Tasks and exercises -
1. List every generic drug name that the ACE inhibitor article below gives as an example.
2. Please write out the passage of the ACE inhibitor article below between "ACE Inhibitors Linked" and "and kidney issues?", inclusive.
3. Write the next part of the ACE inhibitor article below, starting after its last sentence.

Document segment -
------------------------

ACE Inhibitors Linked to an Increased Cancer Risk
A recent study published in The BMJ (British Medical Journal), angiotensin-converting-enzyme (ACE) inhibitors were associated with an increased risk of lung cancer.
A 14% higher risk to be exact.
The drugs have been out for over 30 years. Now we find this out? How many people have died from this drug class that is also notorious for causing a cough, high potassium levels, and kidney issues?
Here is what the researchers found when they identified over 900,000 adults who began treatment with any type of blood pressure medication from 1995 through 2015. They excluded those with any history of cancer.
Over 335,000 patients were treated with ACE inhibitors, 29,000 with ARBs, and 101,000 with both an ACE and ARB inhibitor.
ACE inhibitors generic names end with the suffix, -pril, such as captopril, ramipril, lisinopril, enalapril, etc. Brand names included Capoten, Lotensin, and Vasotec.

------------------------

Supplied material -
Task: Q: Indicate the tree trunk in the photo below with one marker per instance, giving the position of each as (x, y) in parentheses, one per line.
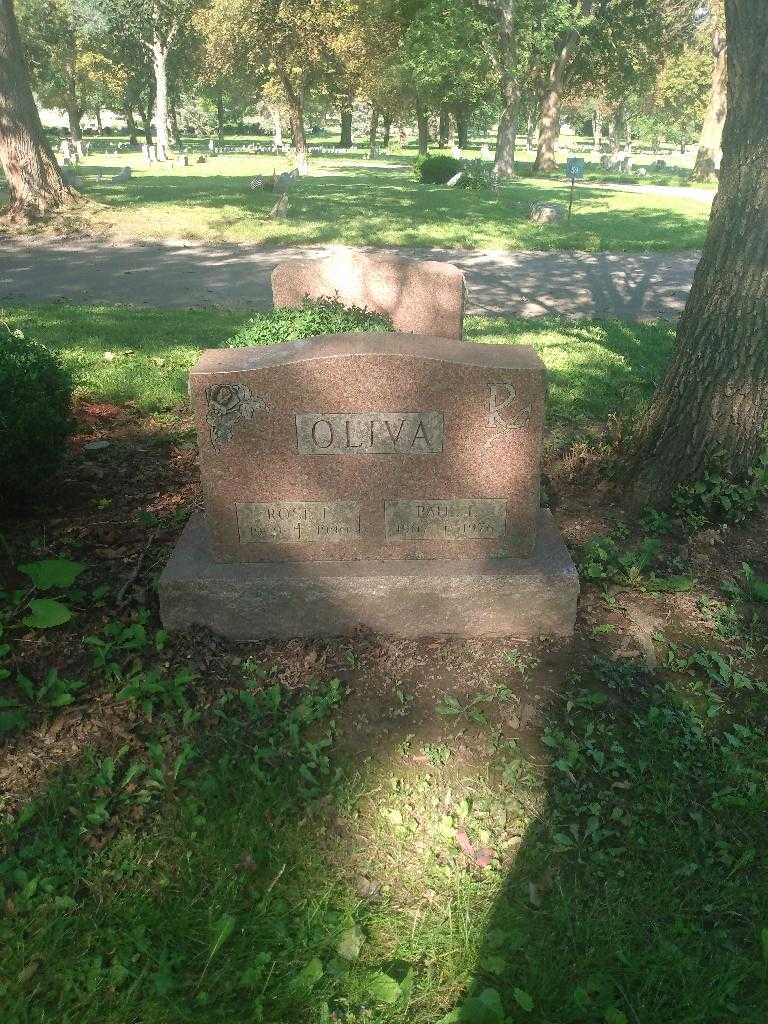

------------------------

Responses -
1. captopril, ramipril, lisinopril, enalapril

2.
ACE Inhibitors Linked to an Increased Cancer Risk
A recent study published in The BMJ (British Medical Journal), angiotensin-converting-enzyme (ACE) inhibitors were associated with an increased risk of lung cancer.
A 14% higher risk to be exact.
The drugs have been out for over 30 years. Now we find this out? How many people have died from this drug class that is also notorious for causing a cough, high potassium levels, and kidney issues?

3.
Over a follow-up period of 6 years, lung cancer was diagnosed in 0.8% (7,952) of this 900,000-person cohort. After taking into consideration smoking and other potential confounding factors, ACE inhibitor use was associated with a 14 % greater risk for lung cancer relative to ARB use (1.6 vs. 1.2 per 1000 person-years). In a secondary analysis, use of an ACE inhibitor for less than 5 years was not associated with an elevated risk for lung cancer.
The risk did not become evident until people were on the drugs for 5 years, but increased to 31% with greater than 10 years of use.
In their study, researchers explained that ACE inhibitors increase bradykinin, which has been reported to stimulate growth of lung cancer.
ACE inhibitor use may also result in elevated levels of a compound known as substance P, produced in lung cancer cells and related to growth of the tumor and its associated blood vessels.
While ACE inhibitors have been highly effective medications used to treat high blood pressure in the short term, there have been concerns raised about the safety of their long-term use, specifically related to elevated risk of lung cancer.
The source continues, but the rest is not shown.